## Task description:
Return the data exactly, apart from leaving out the pictures.

====

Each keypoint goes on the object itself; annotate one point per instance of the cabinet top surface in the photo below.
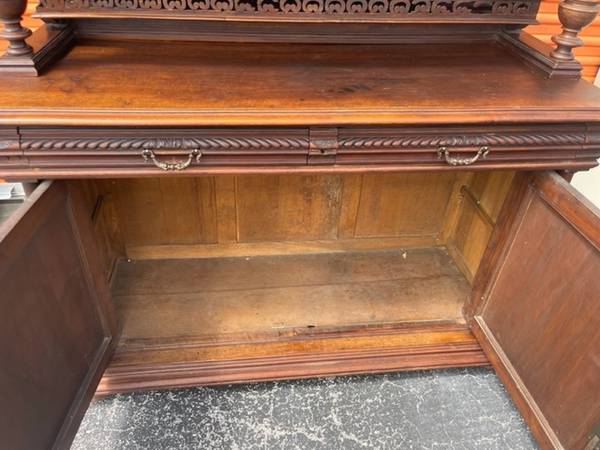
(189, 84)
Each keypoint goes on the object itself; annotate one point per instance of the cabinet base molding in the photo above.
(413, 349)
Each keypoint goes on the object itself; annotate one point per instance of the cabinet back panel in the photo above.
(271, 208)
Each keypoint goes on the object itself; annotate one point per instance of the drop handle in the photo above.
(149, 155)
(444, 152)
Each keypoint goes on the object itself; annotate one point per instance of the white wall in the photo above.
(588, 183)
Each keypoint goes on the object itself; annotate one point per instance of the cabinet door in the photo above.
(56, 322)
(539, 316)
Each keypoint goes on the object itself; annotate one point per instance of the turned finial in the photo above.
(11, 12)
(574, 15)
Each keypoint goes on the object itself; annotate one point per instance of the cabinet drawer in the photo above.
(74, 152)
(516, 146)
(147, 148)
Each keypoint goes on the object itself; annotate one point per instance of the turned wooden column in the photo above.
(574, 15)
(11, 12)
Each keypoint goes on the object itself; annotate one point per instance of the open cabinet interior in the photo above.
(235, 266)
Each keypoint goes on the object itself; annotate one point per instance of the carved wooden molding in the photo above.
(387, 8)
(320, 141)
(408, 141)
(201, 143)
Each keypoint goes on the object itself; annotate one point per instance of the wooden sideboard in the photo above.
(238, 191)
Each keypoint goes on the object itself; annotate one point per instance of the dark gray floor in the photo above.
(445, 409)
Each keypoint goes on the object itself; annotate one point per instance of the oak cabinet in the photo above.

====

## Task response:
Each keypoint goes on the object itself; annotate one point per instance of the cabinet top surface in the photo below.
(189, 84)
Each keypoint goes on the object itself; annotate one point per instance of the cabinet base molding in the photo above.
(413, 349)
Each keypoint goes on the object itself; annotate one point per instance of the cabinet back panel in the photo above.
(271, 208)
Each keypoint goes on the object itself; annotate one point per instance of the drop handle in the photo above.
(149, 155)
(444, 152)
Each keypoint goes on the object itself; annotate one point per instance of the white wall in the photo above.
(588, 183)
Each keypoint goes on the object itself; annotate one point per instance of the cabinet door in the photo above.
(56, 322)
(539, 316)
Each keypoint goes on the object itself; annotate one point per instance of the turned finial in the photo above.
(11, 12)
(574, 15)
Each keypoint goes on the object itself; annotate one point per instance of the cabinet drawer in the photo above.
(74, 152)
(516, 146)
(147, 148)
Each keypoint goes on the object itself; annotate one point per instance of the turned wooden column in the photo above.
(574, 15)
(11, 12)
Each keypoint goes on the object itself; annotate one point per instance of the open cabinet interior in the photo above.
(235, 266)
Each keypoint goes on the object itself; annotate one point per instance of the carved wooden molding in the photo above.
(387, 8)
(320, 141)
(408, 141)
(201, 143)
Each keypoint goes on the object itself; annotate one point per instance of the wooden sideboard in the photo above.
(238, 191)
Each keypoint goes on the object itself; annotate one point per instance of the dark gray floor in the photo above.
(445, 409)
Each keypoint goes on the object itself; annotate one point per instance of the oak cabinet in the photo above.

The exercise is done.